* [DIRECTION]: Print the material from the line containing "Objective — for every instance of the hand, mark" up to and including the line containing "Objective — for every instance of the outstretched", reproducing those lines without alteration and nothing more.

╭─ ENTRIES PROVIDED

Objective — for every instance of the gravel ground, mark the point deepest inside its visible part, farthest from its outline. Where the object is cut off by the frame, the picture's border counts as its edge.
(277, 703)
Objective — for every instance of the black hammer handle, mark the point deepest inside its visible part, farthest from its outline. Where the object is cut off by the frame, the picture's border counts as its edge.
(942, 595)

╰─
╭─ ENTRIES PROVIDED

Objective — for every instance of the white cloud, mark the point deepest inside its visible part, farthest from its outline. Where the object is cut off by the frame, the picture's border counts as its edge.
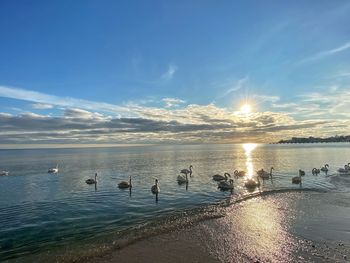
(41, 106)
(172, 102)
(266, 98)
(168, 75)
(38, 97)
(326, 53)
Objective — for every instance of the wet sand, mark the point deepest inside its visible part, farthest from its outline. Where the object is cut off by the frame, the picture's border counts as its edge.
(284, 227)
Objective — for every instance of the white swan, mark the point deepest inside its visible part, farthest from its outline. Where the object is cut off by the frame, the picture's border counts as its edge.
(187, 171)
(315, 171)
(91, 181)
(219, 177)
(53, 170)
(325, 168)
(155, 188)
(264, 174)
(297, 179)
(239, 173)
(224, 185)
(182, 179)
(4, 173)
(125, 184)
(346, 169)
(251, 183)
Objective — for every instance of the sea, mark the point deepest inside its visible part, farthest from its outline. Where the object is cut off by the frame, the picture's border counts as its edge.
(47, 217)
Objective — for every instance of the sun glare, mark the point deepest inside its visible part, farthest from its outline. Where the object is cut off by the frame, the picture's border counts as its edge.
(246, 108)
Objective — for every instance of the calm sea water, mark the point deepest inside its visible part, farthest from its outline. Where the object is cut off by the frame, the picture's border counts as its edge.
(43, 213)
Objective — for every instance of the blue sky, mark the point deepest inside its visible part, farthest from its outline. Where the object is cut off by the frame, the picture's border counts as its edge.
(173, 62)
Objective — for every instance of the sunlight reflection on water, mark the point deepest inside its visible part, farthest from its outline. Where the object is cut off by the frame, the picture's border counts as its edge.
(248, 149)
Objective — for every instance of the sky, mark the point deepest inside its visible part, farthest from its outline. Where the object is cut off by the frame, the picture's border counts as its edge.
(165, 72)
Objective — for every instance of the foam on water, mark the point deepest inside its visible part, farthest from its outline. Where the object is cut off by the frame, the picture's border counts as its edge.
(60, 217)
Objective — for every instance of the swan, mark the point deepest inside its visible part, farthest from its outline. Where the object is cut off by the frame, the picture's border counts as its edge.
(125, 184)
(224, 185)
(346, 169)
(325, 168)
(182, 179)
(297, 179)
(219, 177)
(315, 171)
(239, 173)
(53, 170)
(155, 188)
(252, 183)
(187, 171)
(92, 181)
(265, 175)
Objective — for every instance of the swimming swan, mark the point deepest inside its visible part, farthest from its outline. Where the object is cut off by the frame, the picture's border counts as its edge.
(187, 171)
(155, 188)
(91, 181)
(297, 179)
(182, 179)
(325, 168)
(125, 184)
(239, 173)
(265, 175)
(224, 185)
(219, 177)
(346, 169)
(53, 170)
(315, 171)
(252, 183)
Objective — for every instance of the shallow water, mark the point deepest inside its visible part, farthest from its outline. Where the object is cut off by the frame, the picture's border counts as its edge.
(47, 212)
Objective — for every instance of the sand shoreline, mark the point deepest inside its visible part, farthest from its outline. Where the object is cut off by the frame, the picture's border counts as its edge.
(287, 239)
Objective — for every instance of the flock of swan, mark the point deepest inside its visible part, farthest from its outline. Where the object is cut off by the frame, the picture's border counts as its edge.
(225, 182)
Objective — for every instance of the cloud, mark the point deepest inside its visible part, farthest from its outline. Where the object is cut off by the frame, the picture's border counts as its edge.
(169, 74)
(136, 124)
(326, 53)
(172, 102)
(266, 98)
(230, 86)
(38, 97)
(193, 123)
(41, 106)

╰─
╭─ ENTRIES PROVIDED

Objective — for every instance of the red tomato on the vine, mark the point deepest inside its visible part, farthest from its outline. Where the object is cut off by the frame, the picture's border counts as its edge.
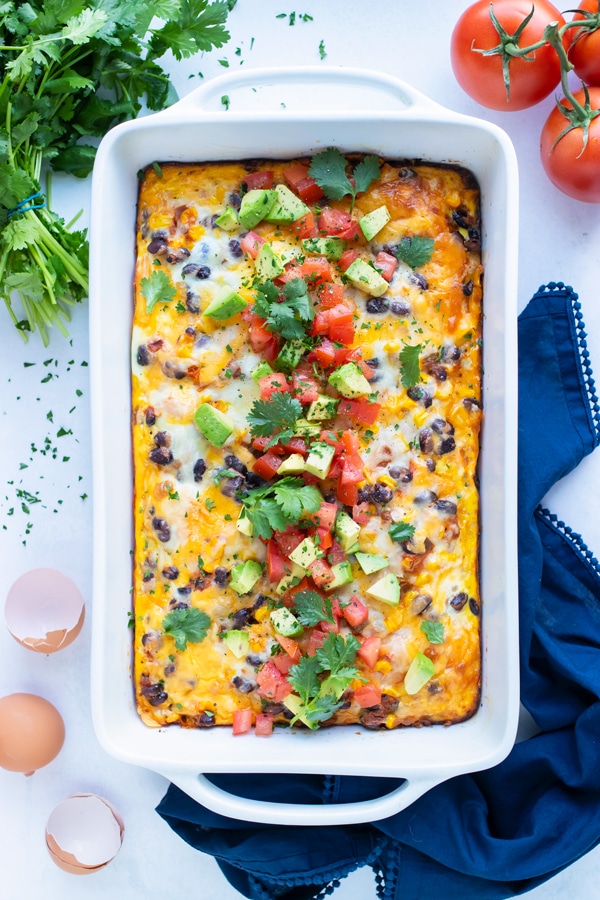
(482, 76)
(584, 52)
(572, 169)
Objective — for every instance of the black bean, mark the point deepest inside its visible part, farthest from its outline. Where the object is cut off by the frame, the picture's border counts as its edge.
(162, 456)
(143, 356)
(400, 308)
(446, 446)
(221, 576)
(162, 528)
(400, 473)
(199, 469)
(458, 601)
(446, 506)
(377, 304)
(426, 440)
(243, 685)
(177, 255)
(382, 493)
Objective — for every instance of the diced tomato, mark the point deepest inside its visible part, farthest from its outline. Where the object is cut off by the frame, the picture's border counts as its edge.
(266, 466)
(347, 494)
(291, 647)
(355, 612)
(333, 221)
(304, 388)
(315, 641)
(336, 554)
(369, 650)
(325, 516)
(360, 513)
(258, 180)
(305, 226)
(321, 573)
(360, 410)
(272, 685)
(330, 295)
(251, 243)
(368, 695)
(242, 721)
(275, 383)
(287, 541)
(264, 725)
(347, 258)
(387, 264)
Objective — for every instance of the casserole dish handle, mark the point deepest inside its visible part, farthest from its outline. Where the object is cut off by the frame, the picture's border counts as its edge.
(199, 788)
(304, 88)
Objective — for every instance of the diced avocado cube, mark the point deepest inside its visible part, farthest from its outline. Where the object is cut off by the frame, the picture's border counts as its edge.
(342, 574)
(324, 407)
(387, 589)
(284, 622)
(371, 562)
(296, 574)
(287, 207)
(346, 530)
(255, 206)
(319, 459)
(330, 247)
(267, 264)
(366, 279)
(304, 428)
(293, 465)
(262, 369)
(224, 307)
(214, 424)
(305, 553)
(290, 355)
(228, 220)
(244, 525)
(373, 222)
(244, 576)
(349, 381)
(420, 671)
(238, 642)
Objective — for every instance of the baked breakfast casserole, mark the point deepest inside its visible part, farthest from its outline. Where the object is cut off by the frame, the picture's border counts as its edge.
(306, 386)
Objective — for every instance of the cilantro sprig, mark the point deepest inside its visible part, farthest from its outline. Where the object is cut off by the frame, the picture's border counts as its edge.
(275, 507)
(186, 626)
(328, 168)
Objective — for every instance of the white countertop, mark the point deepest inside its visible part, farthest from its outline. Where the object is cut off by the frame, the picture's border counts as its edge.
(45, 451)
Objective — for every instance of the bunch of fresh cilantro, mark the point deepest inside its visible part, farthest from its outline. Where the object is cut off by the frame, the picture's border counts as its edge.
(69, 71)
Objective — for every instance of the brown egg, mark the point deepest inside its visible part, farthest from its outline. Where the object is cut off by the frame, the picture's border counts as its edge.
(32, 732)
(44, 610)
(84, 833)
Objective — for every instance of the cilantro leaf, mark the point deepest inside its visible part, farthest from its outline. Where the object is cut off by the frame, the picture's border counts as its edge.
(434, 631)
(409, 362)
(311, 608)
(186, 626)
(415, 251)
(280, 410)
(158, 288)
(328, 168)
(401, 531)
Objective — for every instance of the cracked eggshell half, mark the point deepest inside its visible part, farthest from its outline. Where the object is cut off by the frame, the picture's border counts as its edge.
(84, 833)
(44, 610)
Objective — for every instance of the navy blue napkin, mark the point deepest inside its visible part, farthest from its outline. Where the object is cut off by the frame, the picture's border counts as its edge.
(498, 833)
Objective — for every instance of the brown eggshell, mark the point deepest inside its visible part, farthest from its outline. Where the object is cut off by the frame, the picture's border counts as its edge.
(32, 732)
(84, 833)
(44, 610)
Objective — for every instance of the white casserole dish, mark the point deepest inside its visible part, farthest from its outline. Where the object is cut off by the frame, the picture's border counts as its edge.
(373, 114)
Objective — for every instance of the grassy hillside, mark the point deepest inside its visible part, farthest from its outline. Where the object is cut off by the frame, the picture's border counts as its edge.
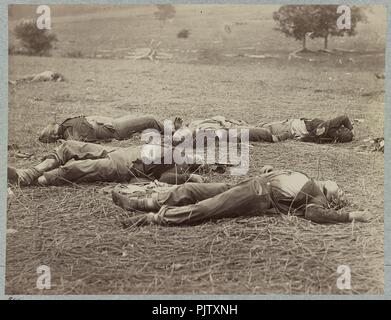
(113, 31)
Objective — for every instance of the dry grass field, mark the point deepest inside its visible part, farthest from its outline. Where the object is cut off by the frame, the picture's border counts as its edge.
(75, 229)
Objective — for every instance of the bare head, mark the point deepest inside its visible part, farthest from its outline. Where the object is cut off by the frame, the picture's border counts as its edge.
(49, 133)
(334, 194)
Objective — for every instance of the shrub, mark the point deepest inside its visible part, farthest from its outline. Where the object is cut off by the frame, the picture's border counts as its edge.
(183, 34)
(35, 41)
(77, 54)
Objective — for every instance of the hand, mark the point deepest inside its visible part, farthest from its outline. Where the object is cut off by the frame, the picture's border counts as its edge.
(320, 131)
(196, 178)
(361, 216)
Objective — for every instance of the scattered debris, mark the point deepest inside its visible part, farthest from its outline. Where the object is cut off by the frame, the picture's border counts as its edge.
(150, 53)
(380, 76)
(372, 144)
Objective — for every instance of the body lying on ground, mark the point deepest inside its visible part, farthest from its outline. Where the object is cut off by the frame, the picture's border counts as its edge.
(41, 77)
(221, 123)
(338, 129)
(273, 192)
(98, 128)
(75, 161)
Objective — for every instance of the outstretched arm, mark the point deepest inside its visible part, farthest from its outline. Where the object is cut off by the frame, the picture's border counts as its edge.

╰─

* [WRITTEN SOLUTION]:
Objective — for every instance of the hand, mark the point deepest inside its visible part, farthest from its outline. Where the object is cut off by the frame, the picture's border counts as its edge.
(320, 131)
(196, 178)
(361, 216)
Objective — for every instance of the scattered debris, mark the point deepest inside its visible part, farthest from its outline. Where the object is cut off by the frame, the picture's border counts as its edge.
(150, 53)
(380, 76)
(372, 144)
Objective — for every instance of the body lying on ground, mark the point deepest inside its visible part, farthest from its outline. Where the object is cut off by the frame, the picture's border counts as its edge.
(41, 77)
(221, 123)
(338, 129)
(273, 192)
(98, 128)
(75, 161)
Objective — for every instance of the outstretched arm, mark the point deepest inside its visible part, farthest from its outline. Where the object is cut off by the frame, the picture's border counts as its edge.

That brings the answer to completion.